*WHAT THIS TASK INVOLVES*
Below is some data. Retype exactly the lines starting at the one with "Output one exact" and ending at the one with "positive clicks: (1, 93) (0, 69)".

*RECORDS FOR THE EXERCISE*
------------------------------------

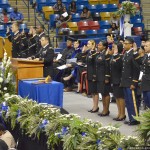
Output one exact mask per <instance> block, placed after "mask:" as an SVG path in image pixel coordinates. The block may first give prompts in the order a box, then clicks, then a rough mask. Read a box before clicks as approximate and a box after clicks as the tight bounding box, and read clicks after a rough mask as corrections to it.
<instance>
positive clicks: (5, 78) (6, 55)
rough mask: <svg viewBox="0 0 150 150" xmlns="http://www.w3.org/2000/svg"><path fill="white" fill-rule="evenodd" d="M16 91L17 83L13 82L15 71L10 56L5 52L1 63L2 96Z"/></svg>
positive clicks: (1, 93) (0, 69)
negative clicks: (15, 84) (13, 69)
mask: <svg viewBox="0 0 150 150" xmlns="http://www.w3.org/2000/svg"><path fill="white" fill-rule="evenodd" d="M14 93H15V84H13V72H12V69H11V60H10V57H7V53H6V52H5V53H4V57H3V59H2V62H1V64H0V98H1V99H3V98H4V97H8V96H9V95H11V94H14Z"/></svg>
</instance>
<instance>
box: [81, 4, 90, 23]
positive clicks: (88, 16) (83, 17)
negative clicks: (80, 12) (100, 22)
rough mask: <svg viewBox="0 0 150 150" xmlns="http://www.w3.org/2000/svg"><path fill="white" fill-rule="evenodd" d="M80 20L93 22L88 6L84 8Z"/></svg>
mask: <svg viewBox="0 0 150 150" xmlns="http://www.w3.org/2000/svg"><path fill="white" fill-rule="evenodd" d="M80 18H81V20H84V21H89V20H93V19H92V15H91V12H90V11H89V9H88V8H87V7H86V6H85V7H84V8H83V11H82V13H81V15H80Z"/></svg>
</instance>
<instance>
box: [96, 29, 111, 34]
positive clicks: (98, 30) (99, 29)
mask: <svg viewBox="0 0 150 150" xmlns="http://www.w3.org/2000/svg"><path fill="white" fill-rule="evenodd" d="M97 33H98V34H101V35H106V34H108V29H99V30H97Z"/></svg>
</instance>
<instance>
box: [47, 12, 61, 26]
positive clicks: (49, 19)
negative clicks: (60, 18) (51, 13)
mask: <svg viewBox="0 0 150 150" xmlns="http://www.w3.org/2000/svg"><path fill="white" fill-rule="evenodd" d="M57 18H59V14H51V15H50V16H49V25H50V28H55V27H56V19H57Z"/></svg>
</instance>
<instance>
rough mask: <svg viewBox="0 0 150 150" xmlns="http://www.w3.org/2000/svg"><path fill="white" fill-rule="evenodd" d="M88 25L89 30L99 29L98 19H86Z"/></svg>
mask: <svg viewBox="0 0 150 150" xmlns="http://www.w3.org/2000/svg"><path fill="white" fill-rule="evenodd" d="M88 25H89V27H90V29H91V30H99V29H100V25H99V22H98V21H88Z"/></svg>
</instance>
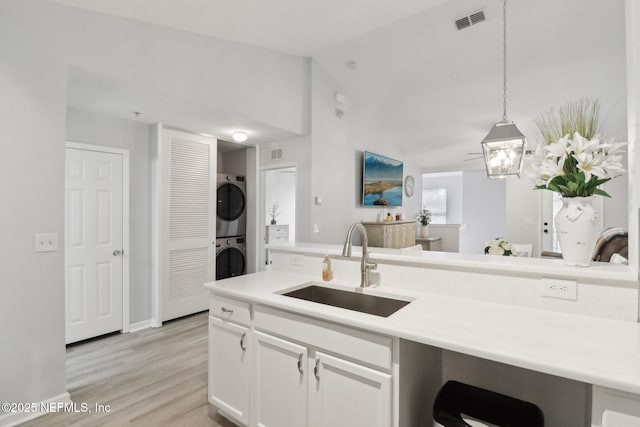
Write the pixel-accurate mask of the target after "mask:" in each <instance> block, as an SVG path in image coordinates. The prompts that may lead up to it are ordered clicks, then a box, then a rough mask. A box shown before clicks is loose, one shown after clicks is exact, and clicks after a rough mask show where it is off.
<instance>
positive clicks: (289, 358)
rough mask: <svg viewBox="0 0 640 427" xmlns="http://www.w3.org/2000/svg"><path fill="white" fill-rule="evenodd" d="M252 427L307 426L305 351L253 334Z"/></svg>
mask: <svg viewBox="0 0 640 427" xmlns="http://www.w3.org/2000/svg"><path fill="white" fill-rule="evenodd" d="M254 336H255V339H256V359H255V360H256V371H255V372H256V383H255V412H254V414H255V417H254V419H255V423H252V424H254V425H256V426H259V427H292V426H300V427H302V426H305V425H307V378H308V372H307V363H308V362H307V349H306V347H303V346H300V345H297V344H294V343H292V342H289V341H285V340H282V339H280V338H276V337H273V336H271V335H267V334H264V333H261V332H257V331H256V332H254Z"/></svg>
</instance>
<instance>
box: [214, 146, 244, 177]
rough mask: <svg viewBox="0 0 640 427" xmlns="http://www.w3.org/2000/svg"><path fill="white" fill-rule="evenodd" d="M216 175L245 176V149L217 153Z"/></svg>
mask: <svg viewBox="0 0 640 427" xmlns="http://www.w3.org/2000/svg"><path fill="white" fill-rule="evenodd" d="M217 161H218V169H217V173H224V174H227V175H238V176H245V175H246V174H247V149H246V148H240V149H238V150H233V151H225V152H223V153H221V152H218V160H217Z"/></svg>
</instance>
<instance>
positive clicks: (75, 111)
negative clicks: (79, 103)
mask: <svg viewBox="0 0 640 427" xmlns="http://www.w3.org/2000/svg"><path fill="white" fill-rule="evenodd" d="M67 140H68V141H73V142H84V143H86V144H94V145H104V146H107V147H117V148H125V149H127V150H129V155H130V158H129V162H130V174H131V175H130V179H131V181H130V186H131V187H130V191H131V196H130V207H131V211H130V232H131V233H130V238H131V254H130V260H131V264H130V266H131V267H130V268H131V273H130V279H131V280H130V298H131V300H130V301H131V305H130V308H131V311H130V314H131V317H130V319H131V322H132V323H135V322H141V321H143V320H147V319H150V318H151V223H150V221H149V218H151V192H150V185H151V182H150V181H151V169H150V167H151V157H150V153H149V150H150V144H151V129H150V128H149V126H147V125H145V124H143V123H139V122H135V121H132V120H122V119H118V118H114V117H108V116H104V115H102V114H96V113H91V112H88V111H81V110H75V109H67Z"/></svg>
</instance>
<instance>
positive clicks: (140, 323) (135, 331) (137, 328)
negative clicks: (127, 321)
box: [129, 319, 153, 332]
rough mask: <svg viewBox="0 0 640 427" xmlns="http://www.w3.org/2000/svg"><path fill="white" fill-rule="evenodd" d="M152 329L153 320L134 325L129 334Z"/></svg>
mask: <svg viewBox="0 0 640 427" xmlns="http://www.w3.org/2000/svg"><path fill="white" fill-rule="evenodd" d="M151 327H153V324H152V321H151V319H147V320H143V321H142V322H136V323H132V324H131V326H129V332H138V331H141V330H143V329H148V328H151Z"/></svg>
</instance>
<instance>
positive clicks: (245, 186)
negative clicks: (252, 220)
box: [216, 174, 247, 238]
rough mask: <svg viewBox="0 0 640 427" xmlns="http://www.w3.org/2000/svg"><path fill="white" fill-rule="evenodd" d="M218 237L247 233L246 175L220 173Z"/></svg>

------------------------------------

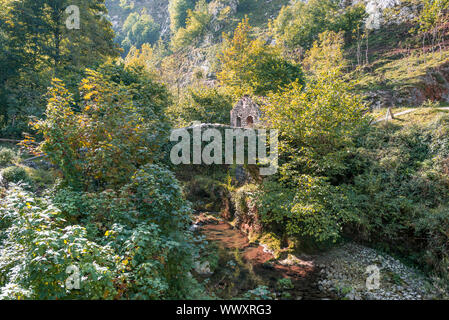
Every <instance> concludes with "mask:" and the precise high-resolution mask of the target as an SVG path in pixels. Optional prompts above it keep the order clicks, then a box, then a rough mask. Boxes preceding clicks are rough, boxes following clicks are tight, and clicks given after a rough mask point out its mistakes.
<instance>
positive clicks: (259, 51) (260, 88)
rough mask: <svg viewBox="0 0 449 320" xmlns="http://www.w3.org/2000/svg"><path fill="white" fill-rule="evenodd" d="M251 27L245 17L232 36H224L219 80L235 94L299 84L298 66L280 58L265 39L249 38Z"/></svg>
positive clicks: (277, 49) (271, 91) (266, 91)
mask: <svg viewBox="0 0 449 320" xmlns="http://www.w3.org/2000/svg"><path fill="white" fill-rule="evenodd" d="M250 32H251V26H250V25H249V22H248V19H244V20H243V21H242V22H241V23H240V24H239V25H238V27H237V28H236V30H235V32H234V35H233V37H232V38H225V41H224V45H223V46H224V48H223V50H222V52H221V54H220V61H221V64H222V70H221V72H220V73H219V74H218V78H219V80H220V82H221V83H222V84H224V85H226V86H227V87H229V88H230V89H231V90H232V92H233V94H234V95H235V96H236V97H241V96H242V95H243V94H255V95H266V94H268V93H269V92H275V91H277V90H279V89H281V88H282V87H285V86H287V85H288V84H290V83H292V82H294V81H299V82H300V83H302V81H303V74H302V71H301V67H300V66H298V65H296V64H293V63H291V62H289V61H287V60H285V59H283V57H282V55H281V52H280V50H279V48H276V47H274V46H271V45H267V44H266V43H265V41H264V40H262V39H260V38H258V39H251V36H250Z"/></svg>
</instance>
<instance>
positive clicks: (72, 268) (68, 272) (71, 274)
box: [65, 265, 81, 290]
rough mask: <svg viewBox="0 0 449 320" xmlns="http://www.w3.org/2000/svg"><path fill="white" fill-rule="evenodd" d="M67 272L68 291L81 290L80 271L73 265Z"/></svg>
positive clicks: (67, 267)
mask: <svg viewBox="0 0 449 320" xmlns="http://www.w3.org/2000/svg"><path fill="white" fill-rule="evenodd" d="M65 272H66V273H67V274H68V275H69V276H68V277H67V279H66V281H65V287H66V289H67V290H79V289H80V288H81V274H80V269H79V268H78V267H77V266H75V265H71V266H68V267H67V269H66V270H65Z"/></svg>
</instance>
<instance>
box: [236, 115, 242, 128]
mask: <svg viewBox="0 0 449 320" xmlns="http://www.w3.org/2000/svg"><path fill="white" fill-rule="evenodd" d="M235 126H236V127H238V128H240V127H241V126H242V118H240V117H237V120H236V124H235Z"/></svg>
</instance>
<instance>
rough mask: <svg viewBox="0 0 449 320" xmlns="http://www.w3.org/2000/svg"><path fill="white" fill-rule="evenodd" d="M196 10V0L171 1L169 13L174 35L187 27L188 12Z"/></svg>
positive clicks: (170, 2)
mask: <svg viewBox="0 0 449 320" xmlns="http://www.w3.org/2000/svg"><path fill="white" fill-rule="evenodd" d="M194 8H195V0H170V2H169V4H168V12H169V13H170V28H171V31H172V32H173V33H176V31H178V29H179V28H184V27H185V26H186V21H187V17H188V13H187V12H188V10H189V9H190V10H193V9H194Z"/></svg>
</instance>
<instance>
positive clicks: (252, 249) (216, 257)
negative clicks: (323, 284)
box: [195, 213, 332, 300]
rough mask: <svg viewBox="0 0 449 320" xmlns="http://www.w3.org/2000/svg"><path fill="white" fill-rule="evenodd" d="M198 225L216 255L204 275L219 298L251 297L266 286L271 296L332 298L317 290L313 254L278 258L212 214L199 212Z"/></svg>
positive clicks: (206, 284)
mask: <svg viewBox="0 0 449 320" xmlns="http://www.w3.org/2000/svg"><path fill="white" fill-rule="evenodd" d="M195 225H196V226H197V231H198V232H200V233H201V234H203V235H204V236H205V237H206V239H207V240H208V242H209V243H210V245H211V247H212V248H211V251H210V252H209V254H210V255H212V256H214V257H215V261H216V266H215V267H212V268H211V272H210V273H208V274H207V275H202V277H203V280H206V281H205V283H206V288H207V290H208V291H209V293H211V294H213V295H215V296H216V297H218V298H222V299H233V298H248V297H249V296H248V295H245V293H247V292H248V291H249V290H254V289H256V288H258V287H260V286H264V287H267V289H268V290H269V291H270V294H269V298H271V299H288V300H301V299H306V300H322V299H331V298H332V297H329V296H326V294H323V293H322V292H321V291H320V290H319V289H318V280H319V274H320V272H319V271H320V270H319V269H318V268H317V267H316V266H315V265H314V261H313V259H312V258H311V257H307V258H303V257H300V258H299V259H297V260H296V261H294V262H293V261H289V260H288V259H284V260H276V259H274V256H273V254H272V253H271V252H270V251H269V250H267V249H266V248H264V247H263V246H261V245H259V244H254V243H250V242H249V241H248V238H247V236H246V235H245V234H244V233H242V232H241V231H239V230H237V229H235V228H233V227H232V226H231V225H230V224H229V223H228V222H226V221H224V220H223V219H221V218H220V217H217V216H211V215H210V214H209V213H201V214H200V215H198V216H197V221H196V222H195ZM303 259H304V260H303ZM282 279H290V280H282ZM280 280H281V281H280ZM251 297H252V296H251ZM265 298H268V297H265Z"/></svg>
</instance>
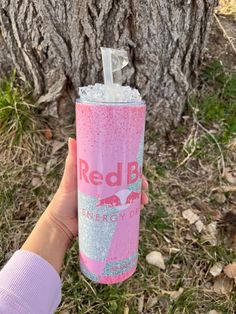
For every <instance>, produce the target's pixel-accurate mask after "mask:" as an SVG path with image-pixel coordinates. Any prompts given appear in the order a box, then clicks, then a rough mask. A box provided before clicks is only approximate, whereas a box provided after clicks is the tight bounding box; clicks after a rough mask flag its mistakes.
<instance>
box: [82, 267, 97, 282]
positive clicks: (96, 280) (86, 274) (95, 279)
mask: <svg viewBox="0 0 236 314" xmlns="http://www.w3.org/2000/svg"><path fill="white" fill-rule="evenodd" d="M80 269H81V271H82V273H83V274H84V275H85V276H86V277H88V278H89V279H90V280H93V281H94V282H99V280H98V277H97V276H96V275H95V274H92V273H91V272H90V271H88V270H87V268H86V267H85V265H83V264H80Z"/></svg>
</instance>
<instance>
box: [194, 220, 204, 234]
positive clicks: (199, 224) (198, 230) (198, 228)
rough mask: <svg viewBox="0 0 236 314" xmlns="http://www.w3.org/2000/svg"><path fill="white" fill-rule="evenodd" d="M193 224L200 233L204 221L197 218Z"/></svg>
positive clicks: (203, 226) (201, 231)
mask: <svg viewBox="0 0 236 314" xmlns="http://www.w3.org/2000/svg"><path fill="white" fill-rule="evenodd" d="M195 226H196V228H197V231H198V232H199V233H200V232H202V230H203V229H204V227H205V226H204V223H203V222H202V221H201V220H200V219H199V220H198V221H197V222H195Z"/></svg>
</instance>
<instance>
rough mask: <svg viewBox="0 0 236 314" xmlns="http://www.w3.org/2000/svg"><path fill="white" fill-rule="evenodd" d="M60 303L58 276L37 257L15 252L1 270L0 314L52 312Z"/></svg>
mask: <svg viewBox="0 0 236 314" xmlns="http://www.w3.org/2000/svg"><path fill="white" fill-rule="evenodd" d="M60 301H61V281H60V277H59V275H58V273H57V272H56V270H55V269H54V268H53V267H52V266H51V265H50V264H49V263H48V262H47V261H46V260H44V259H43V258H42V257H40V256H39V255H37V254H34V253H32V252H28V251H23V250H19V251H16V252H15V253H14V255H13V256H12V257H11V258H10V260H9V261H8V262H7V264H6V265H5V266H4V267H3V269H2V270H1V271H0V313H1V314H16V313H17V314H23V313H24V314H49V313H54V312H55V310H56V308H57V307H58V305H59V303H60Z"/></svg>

------------------------------------

*TASK ANSWER*
Output one exact mask per <instance> block, placed after "mask:" as an SVG path in image pixel coordinates. The block may first give prompts in the order a box, then clicks, then a rough mask. Read a box before clicks as approximate and a box after clicks as the tight bounding box, and read clicks after a rough mask as corrections to it.
<instance>
positive clicks: (5, 78) (6, 55)
rough mask: <svg viewBox="0 0 150 150" xmlns="http://www.w3.org/2000/svg"><path fill="white" fill-rule="evenodd" d="M16 91L17 83L13 82L15 71L10 56L5 52L1 63L2 96Z"/></svg>
positive clicks: (1, 93) (0, 69)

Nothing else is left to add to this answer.